## Задания
1. Перепишите из отрывка текст от слов «Были здесь и» до слов «общий дух времени.».
2. Объясните, опираясь на отрывок, почему новое производство требовало личной свободы работника. Ответ уложите в одно–три предложения.
3. Ответьте по отрывку на вопросы:
(а) Какую зависимость людей в европейском обществе не смогла преодолеть ни одна предыдущая эпоха?
(б) Был ли когда-нибудь свободен ремесленный люд?

## Отрывок
________________________

Были здесь и позитивные моменты. Ни одна предыдущая эпоха не
смогла преодолеть вассальной зависимости людей в европейском обществе. Краткие
периоды борьбы за личную свободу сменялись длительными временами еще большего
закабаления, например, крестьян. Ремесленный люд имел другие формы зависимости,
но свободен не был никогда. Новое производство требовало личной свободы
работника, дававшей ему возможность продавать свою рабочую силу. Конечно, это
скоро породило новую форму закабаления, но на фоне лучезарных надежд разумное
будущее вписывается в общий дух времени.

________________________

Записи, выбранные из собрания
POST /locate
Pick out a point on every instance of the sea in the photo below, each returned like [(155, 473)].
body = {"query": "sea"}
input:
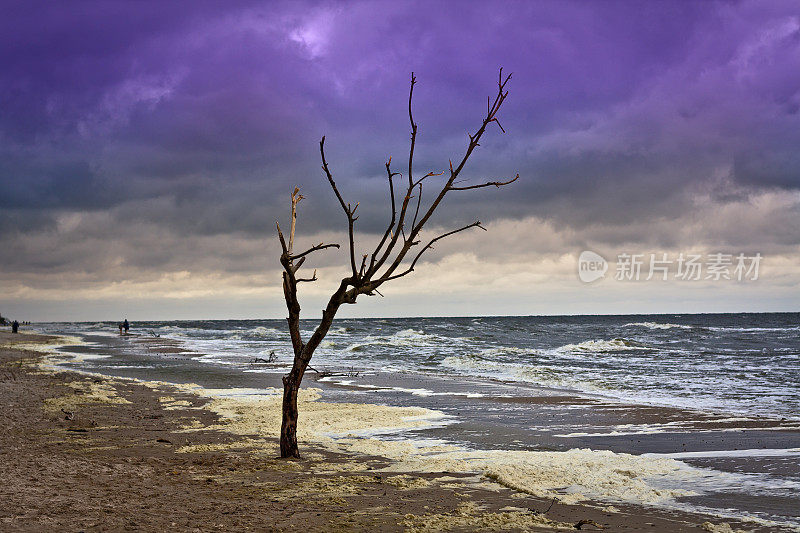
[(719, 393)]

________________________

## Ответы
1.
Были здесь и позитивные моменты. Ни одна предыдущая эпоха не
смогла преодолеть вассальной зависимости людей в европейском обществе. Краткие
периоды борьбы за личную свободу сменялись длительными временами еще большего
закабаления, например, крестьян. Ремесленный люд имел другие формы зависимости,
но свободен не был никогда. Новое производство требовало личной свободы
работника, дававшей ему возможность продавать свою рабочую силу. Конечно, это
скоро породило новую форму закабаления, но на фоне лучезарных надежд разумное
будущее вписывается в общий дух времени.

2. Личная свобода давала работнику возможность продавать свою рабочую силу, а именно это и было нужно новому производству.

3.
(а) Вассальную зависимость.
(б) Нет, ремесленный люд имел другие формы зависимости и свободен не был никогда.